Location labeling records:
- - -

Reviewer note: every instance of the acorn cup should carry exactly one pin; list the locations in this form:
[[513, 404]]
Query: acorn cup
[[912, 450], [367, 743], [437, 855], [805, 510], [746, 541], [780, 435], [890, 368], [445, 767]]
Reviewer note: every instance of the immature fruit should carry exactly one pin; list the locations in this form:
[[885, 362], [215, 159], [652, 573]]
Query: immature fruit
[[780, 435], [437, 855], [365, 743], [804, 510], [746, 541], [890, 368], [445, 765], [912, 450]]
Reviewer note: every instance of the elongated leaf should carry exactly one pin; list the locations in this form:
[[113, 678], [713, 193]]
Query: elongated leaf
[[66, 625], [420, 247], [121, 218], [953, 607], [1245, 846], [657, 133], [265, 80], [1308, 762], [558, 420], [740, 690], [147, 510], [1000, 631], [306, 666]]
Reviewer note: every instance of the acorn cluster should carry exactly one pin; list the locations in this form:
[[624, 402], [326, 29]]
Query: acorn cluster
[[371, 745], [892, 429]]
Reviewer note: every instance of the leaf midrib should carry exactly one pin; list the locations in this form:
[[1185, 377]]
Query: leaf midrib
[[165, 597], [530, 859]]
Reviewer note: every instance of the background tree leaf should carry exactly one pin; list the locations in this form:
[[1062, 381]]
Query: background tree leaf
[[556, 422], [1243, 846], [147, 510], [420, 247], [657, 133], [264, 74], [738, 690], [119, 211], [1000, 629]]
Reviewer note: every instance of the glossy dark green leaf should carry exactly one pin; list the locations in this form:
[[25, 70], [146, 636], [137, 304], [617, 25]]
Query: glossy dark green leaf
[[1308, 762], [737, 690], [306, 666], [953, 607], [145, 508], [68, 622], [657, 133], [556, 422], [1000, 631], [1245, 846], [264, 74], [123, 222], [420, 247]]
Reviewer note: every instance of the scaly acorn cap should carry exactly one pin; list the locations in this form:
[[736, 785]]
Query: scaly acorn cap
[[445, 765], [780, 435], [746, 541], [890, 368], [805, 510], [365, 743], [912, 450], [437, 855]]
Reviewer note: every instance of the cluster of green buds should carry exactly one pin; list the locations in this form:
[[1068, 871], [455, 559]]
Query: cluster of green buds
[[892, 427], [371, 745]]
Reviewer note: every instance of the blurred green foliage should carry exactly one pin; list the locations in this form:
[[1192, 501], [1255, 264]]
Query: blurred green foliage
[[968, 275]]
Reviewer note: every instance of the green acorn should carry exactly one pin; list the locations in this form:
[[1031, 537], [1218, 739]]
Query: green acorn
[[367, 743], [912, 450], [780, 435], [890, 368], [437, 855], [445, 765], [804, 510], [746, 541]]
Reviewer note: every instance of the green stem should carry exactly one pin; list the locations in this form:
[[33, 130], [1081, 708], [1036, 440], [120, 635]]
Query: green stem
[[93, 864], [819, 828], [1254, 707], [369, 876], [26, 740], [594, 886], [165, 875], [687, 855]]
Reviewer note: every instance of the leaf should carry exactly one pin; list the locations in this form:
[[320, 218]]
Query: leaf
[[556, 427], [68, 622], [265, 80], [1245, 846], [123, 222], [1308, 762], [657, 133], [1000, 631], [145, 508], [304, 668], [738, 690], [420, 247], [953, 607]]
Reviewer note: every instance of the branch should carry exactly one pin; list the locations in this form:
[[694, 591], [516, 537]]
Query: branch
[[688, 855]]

- - -

● **Direction**:
Reproduce only the part of the entries that opens with the line containing "Reviewer note: every instance of the green stem" and closes with the line containing "247], [953, 607]]", both lines included. Shift every coordinate in the answers by -141, and leave every other line, the format samples included, unchanged.

● **Answer in full**:
Reviewer note: every instance of the green stem should carry exactly one pin; list the locations in this form:
[[33, 130], [1081, 708], [1036, 440], [120, 635]]
Query: green stem
[[-48, 723], [678, 687], [1113, 566], [228, 735], [-115, 599], [453, 745], [24, 734], [546, 714]]
Reviewer note: every instance of the leaf should carry exactly one pin; list the locations in this form:
[[320, 218]]
Query: leaf
[[415, 286], [-73, 481], [124, -61], [1104, 705], [-18, 81], [1167, 621], [516, -8], [859, 490], [4, 367], [163, 527], [597, 549], [279, 106], [812, 466]]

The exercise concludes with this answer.